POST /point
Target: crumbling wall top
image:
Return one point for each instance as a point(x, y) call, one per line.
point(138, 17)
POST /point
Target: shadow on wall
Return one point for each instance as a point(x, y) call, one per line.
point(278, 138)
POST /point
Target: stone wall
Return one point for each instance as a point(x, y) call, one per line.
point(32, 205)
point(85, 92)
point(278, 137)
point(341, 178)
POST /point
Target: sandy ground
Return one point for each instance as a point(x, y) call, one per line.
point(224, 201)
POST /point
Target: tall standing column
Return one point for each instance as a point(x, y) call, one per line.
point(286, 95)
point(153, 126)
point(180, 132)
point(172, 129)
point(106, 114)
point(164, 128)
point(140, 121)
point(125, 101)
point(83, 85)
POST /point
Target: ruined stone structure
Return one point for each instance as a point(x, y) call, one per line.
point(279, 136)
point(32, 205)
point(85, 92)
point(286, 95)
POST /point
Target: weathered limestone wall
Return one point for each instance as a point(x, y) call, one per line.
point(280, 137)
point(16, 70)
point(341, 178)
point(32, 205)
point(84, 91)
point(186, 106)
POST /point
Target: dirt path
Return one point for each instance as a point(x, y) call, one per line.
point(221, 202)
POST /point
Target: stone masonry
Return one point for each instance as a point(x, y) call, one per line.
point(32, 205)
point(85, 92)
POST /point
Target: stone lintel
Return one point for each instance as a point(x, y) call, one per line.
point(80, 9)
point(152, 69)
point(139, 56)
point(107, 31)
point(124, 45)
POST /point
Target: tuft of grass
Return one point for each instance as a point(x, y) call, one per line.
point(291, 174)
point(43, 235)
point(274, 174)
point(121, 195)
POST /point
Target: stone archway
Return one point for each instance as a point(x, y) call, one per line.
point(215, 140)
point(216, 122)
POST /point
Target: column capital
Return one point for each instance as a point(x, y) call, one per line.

· · · · ·

From the first line of the records above to the line that contains "Target: ruined stone structure", quote each line exactly.

POST /point
Target: crumbling wall top
image:
Return one point for each instance as a point(x, y) call, one per line.
point(138, 17)
POST /point
Target: shadow on wall
Return one point for each instance as a point(x, y) call, one per line.
point(278, 138)
POST /point
Target: stone wall
Return one point for each instance as a point(x, y) call, one per line.
point(32, 205)
point(85, 92)
point(278, 137)
point(341, 178)
POST /point
Target: sandy ground
Return one point for each instance as a point(x, y) call, one per line.
point(224, 201)
POST /point
Target: tall standing column
Return one point for each instance as a point(x, y) call, one per line.
point(286, 95)
point(153, 126)
point(180, 132)
point(172, 129)
point(106, 114)
point(164, 128)
point(140, 121)
point(125, 101)
point(83, 85)
POST /point
Target: ruined stone structure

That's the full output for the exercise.